§ **Stated exercise 1**
Decide whether each statement below agrees with the passage on model selection. Answer yes or no for each, and quote the deciding words of the passage.
(a) The Akaike Information Criterion was introduced by Akaike in 1974.
(b) Bayesian inference can assign probabilities to models as well as to parameter values.
(c) The best model is typically set aside once model selection is complete.

§ **Source document**
In general, a model is a choice of parameters to be varied and a prior probability distribution on those parameters. The goal of model selection is to balance the quality of fit to observational data against the complexity, or predictiveness, of the model achieving that fit. This tension is achieved through model selection statistics, which attach a number to each model enabling a rankordered list to be drawn up. Typically, the best model is adopted and used for further inference such as permitted parameter ranges, though the statistics literature has also seen increasing interest in multimodel inference combining a number of adequate models (e.g. Hoeting et al. 1999; Burnham & Anderson 2004).
There are two main schools of thought in model selection. Bayesian inference, particularly as developed by Jeffreys culminating in his classic textbook (Jeffreys 1961) and by many others since, can assign probabilities to models as well as to parameter values, and manipulate these probabilities using rules such as Bayes’ theorem. Informationtheoretic methods, pioneered by Akaike (1974) with his Akaike Information Criterion, instead focus on the Kullback–Leibler information entropy (Kullback & Leibler 1951) as a measure of information lost when a particular model is used in place of the (unknown) true model. Variants on this latter theme include the Takeuchi Information Criterion (TIC, Takeuchi 1976), which extends the AIC by droppinging the assumption that the model set considered includes the true model. Bayesian statistics include the Bayesian evidence and an approximation to it known as the Bayesian Information Criterion (BIC, Schwarz 1978), which, despite the name, does not have an informationtheoretic justification.

§ **Given entries**
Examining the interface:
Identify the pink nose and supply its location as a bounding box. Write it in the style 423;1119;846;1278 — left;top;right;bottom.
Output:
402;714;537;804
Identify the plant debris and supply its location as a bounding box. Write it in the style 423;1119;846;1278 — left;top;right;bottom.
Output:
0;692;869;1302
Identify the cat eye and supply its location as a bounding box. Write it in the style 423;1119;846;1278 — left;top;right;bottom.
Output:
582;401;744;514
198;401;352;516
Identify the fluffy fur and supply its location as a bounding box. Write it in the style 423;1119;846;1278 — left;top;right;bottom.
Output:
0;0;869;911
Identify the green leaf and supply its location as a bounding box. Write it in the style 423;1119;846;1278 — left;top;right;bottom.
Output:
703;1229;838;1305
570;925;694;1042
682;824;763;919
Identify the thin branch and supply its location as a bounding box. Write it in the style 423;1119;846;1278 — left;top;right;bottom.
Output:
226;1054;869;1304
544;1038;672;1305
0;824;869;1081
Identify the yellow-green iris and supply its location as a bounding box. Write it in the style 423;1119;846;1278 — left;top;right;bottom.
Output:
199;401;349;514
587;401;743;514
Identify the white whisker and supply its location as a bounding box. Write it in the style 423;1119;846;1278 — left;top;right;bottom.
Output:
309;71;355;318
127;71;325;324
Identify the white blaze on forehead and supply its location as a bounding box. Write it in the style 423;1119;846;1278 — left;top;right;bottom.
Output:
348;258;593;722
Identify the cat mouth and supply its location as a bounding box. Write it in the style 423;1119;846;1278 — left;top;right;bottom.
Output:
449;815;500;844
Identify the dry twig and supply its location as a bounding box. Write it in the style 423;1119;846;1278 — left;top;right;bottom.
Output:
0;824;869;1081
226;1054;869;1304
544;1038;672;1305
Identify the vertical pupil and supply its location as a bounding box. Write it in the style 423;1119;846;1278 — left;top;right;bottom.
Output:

§ **Stated exercise 2**
Put the records, starting at the beginning of the records and ending at the line that contains "127;71;325;324", into a two-column CSV with the columns request and answer. Use one row per request, put each field in quotation marks, and turn any line breaks into spaces.

§ **Solution 1**
(a) Yes: "pioneered by Akaike (1974) with his Akaike Information Criterion"
(b) Yes: "can assign probabilities to models as well as to parameter values"
(c) No: "Typically, the best model is adopted and used for further inference"

§ **Solution 2**
request,answer
"Examining the interface: Identify the pink nose and supply its location as a bounding box. Write it in the style 423;1119;846;1278 — left;top;right;bottom. Output:","402;714;537;804"
"Identify the plant debris and supply its location as a bounding box. Write it in the style 423;1119;846;1278 — left;top;right;bottom. Output:","0;692;869;1302"
"Identify the cat eye and supply its location as a bounding box. Write it in the style 423;1119;846;1278 — left;top;right;bottom. Output:","582;401;744;514 198;401;352;516"
"Identify the fluffy fur and supply its location as a bounding box. Write it in the style 423;1119;846;1278 — left;top;right;bottom. Output:","0;0;869;911"
"Identify the green leaf and supply its location as a bounding box. Write it in the style 423;1119;846;1278 — left;top;right;bottom. Output:","703;1229;838;1305 570;925;694;1042 682;824;763;919"
"Identify the thin branch and supply its location as a bounding box. Write it in the style 423;1119;846;1278 — left;top;right;bottom. Output:","226;1054;869;1304 544;1038;672;1305 0;824;869;1081"
"Identify the yellow-green iris and supply its location as a bounding box. Write it in the style 423;1119;846;1278 — left;top;right;bottom. Output:","199;401;349;514 587;401;743;514"
"Identify the white whisker and supply its location as a bounding box. Write it in the style 423;1119;846;1278 — left;top;right;bottom. Output:","309;71;355;318 127;71;325;324"